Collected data

──────

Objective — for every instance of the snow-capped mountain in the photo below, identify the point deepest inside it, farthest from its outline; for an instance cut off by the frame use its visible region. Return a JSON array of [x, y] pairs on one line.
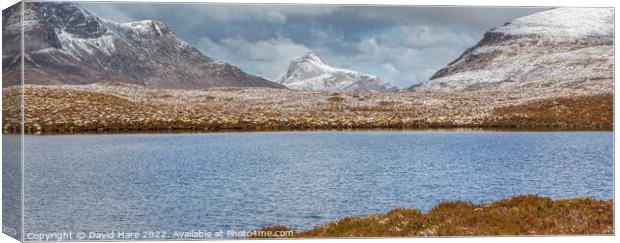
[[65, 44], [310, 73], [563, 47]]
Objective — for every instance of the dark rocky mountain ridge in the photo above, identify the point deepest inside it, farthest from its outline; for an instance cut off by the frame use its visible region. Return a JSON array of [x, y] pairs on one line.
[[65, 44]]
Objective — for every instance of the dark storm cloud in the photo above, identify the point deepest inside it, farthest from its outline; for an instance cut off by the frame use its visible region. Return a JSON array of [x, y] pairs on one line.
[[404, 45]]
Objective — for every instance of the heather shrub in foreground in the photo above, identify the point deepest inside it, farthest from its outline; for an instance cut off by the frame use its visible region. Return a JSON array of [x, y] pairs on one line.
[[519, 215]]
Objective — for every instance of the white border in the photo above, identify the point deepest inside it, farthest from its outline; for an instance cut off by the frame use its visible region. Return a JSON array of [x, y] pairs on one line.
[[576, 3]]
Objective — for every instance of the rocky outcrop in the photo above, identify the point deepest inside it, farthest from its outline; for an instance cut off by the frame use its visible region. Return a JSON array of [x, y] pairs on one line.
[[310, 73], [65, 44], [549, 49]]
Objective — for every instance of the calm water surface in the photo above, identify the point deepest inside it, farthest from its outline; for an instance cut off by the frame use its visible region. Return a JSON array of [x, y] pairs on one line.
[[243, 181]]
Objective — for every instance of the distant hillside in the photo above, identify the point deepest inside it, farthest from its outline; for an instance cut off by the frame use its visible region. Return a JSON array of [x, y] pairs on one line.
[[310, 73], [65, 44], [564, 47]]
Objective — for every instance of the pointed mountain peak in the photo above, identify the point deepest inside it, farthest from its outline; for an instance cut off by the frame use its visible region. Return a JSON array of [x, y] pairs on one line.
[[310, 73], [312, 56]]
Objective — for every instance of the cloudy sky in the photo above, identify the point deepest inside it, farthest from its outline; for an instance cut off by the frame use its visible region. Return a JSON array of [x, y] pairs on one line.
[[402, 45]]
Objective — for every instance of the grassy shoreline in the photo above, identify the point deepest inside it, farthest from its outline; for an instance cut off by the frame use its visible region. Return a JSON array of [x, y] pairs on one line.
[[519, 215], [428, 129], [106, 108]]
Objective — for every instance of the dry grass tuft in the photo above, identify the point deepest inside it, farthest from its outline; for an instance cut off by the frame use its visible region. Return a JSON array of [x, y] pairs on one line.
[[519, 215]]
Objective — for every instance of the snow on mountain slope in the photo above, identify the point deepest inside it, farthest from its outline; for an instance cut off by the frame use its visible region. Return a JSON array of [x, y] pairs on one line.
[[310, 73], [563, 47], [65, 44]]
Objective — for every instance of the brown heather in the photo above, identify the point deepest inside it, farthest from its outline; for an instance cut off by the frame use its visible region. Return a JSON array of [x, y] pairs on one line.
[[519, 215], [114, 107]]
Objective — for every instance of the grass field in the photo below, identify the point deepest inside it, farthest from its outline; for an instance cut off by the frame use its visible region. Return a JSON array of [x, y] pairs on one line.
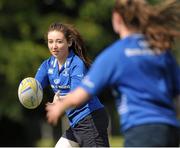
[[115, 141]]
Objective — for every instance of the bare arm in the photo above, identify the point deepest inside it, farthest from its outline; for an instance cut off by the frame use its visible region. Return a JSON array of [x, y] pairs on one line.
[[74, 99]]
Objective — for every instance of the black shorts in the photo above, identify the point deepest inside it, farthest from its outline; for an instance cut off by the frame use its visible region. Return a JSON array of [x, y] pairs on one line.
[[90, 131]]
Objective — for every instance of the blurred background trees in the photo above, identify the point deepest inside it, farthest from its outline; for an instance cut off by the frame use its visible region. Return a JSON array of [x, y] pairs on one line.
[[22, 49]]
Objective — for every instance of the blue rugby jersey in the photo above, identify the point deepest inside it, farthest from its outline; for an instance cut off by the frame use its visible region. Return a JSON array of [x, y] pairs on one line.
[[146, 82], [65, 80]]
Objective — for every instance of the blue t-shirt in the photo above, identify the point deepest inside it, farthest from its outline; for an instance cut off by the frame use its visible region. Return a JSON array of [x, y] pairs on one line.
[[65, 80], [146, 82]]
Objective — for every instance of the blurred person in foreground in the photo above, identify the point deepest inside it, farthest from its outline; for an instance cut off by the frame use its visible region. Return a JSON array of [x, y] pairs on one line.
[[63, 71], [143, 71]]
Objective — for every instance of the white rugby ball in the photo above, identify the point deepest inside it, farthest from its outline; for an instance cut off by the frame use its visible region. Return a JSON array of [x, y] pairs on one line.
[[30, 93]]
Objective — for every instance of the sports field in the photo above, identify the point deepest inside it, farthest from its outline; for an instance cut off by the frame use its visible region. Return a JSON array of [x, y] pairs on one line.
[[115, 141]]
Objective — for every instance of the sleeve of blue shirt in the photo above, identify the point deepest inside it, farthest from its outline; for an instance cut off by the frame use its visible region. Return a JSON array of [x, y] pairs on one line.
[[104, 72], [176, 75], [42, 74]]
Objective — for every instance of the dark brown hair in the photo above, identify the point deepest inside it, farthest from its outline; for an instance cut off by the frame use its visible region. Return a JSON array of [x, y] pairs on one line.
[[160, 23], [72, 35]]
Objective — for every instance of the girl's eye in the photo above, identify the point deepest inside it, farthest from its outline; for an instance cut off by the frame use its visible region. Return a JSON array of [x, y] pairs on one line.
[[59, 41], [50, 42]]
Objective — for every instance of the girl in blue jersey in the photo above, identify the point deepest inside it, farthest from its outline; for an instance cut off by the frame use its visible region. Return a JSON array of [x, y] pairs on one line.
[[63, 71], [142, 69]]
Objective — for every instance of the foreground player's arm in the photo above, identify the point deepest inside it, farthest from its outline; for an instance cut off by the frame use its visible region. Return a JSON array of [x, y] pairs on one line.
[[57, 109]]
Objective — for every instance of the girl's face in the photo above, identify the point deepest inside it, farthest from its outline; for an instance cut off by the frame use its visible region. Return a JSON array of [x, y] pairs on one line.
[[58, 44]]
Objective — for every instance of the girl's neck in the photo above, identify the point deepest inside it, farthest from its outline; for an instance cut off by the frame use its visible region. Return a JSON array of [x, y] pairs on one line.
[[61, 60]]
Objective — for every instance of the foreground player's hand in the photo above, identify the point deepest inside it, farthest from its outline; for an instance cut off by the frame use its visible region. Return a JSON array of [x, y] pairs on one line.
[[54, 112]]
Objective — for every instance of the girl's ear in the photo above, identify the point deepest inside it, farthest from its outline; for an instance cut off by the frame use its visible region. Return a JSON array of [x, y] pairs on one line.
[[116, 22]]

──────

> **WORK TO BE COMPLETED**:
First drop every picture, then print the data above exactly as it stands.

> **EXERCISE ANSWER**:
Objective — for every instance of the snow-capped mountain in the photo below, identify the point deepest inside it, farthest from its outline; for an instance cut off by the frame use its visible region. Return a JSON array of [x, y] pairs on one line.
[[65, 44], [310, 73], [563, 47]]
Objective — for every instance of the dark rocky mountain ridge in the photo above, identify the point deepest inside it, farthest from its outline; for an instance cut off by the frame use its visible region. Return a JSON array of [x, y] pairs on one line.
[[65, 44]]
Objective — for every instance of the dark storm cloud in the photo above, identify the point deepest inside it, farthest from its outline; for an instance cut off by the frame use its visible region. Return a JSON array of [x, y] pairs on one line.
[[404, 45]]
Objective — for every instance of the heather shrub in foreground in the photo above, identify the point deepest inside it, farthest from its outline; for an instance cut off by the frame use its visible region. Return a JSON array of [x, y] pairs on one line.
[[519, 215]]
Objective — for every instance of the white border in the photo above, identify the point deepest inside it, farthest from its outline; for an instance cut off by the frame use its visible region. Return a JSON array of [x, y] pairs on one line.
[[576, 3]]
Objective — for every instance of the rocky outcrop in the photo above, identify the point deepest inside it, farthest from its outline; for an instance cut off by the frame use its visible region. Return a JSON array of [x, y] pairs on one line.
[[310, 73], [65, 44], [549, 49]]
Objective — for every instance of the calm water surface in the photo above, identify the point deepest inside it, farthest from its outline; for an instance cut off by the frame use its visible region. Return a JSON array of [x, y] pairs on one line.
[[243, 181]]
Objective — for every instance of the distant hillside in the photo above, identify the point deepest inside it, farthest from its outline; for an instance cut off by the frame use its visible region. Return a JSON array of [x, y] pairs on one line.
[[310, 73], [65, 44], [564, 47]]
Objective — for every instance of the pointed mountain peak in the photo above, identify the point deepest inside it, farthest from its outline; for an instance cut off by the frame use its visible region. Return a JSON array of [x, y] pairs on one line.
[[310, 73], [312, 56]]
Objective — for every instance of the cloudy sky in the photo above, identify the point deepest inside it, farthest from its outline; for an instance cut off by the frame use its visible region. Return a JSON array of [x, y] pairs on one line.
[[402, 45]]
Objective — for every instance of the grassy shoreline in the photo above, identify the point deepest inside it, farthest from its outline; for an instance cut off by the frame use its visible region. Return a JSON array of [x, y] pairs on one line.
[[519, 215], [428, 129], [106, 108]]
Objective — for every instance of the dry grass tuft in the photo above, identify the point deepest inside it, farthest from its outline; for an instance cut off by the frame use its visible region. Return a JSON array of [x, y] pairs on one line.
[[519, 215]]
Objective — for every instance of the snow on mountain slope in the photo above, identify the point deepest inside it, farthest from its outline; for an instance cut off by the frame use its visible region. Return a JSON array of [x, y] pairs on one line.
[[310, 73], [563, 47], [65, 44]]
Objective — for every instance of the brown heather in the photo above, identify the point deepest inside it, farthest from its outline; for an instance cut off by the frame use its visible region. Return a JSON array of [x, y] pairs on one line.
[[519, 215], [114, 107]]
Objective — for every instance of the grass field in the photo below, identify the point deepest inside it, farthest from its outline; for an instance cut off by the frame use its visible region. Return a JSON array of [x, y] pairs on one line.
[[115, 141]]
Objective — for every instance of the bare arm in the photo above, identify the point deepest inside it, farthest from its outline; for an instance cut off by the frame use its visible region. Return a JSON array of [x, y] pairs on one line.
[[74, 99]]
Objective — for every instance of the black shorts in the photo above, identify the point deepest inside it, farthest from its outline; for an instance cut off by the frame use its visible region. Return a JSON array of [x, y] pairs on one line.
[[90, 131]]
Objective — for every instance of the blurred background trees in the photo above, identify the point deepest inside it, farthest from its outline; for an instance cut off by the frame use its visible region. Return a JSON array of [x, y] pairs on one line.
[[22, 49]]
Objective — for every instance of the blue rugby jersey in the photo above, identify the point deepest inside it, farthest from its outline; for an instance cut off by the frame use its visible region. Return a JSON array of [x, y] pairs on one line.
[[146, 82], [65, 80]]
Objective — for every instance of the blue t-shirt in the photo above, identify the point deepest inside it, farthest from its outline; for an instance cut off by the frame use its visible region. Return a JSON array of [x, y] pairs on one line.
[[65, 80], [146, 82]]
Objective — for every instance of the blurred person in foreground in the photo above, identify the point deepest inside it, farthest from its outline; for an instance cut off by the frame use its visible region. Return a JSON array of [x, y] pairs on one line.
[[63, 71], [143, 71]]
Objective — for every instance of the white rugby ball in the photo above, identify the point deepest inside it, farthest from its outline; for an instance cut off by the frame use its visible region. Return a JSON array of [x, y] pairs on one line.
[[30, 93]]
Objective — for every instance of the sports field in the photo above, identify the point deepest inside it, farthest from its outline; for an instance cut off by the frame use its visible region. Return a JSON array of [x, y] pairs on one line.
[[115, 141]]
Objective — for every instance of the sleeve of blue shirt in the photo above, identify the point deepest inside it, farthest from its outline; for an instance cut off by the frame use its visible region. Return a JSON array of [x, y] pairs on one line.
[[104, 72], [176, 75], [42, 74]]
Objective — for every instance of the dark brown hair in the photo above, identify the point deepest inside it, farthest from its outline; for an instance cut off by the frame use its visible region. Return a JSON array of [x, y] pairs on one line.
[[160, 23], [72, 35]]
Objective — for every instance of the girl's eye in the photo above, identify the point deepest inside it, farthest from its outline; for an instance cut off by the frame use its visible region. Return a JSON array of [x, y] pairs on one line.
[[59, 41], [50, 42]]
Objective — for every instance of the girl in blue jersey in the photo above, identify the point deepest inside it, farthest from its outline; for an instance cut off by the frame use its visible region. Return a JSON array of [x, y] pairs on one line.
[[63, 71], [142, 69]]
Objective — for every instance of the foreground player's arm in the photo above, identify the point deepest inside it, farthest from its outline; for an instance cut off by the frame use its visible region. Return a JSON array of [x, y] pairs on one line.
[[57, 109]]
Objective — for every instance of the girl's face in the photo above, identify the point deepest inside it, farthest from its outline; for an instance cut off by the frame use its visible region. Return a JSON array of [x, y] pairs on one line.
[[58, 44]]
Objective — for every instance of the girl's neck in the photo above, identify the point deepest inside it, farthest from its outline; for an instance cut off by the frame use its visible region. Return a JSON array of [x, y] pairs on one line.
[[61, 60]]
Objective — for every instance of the foreground player's hand in the photo above, identify the point deepest inside it, farthest from its outline; for an instance cut off by the frame use its visible region. Return a JSON array of [x, y] pairs on one line.
[[54, 112]]
Objective — for every instance of the girl's ear in the photo above, identify the point deepest inside it, farthest from its outline; for an instance cut off by the frame use its visible region. Return a JSON array of [x, y] pairs on one line.
[[116, 22]]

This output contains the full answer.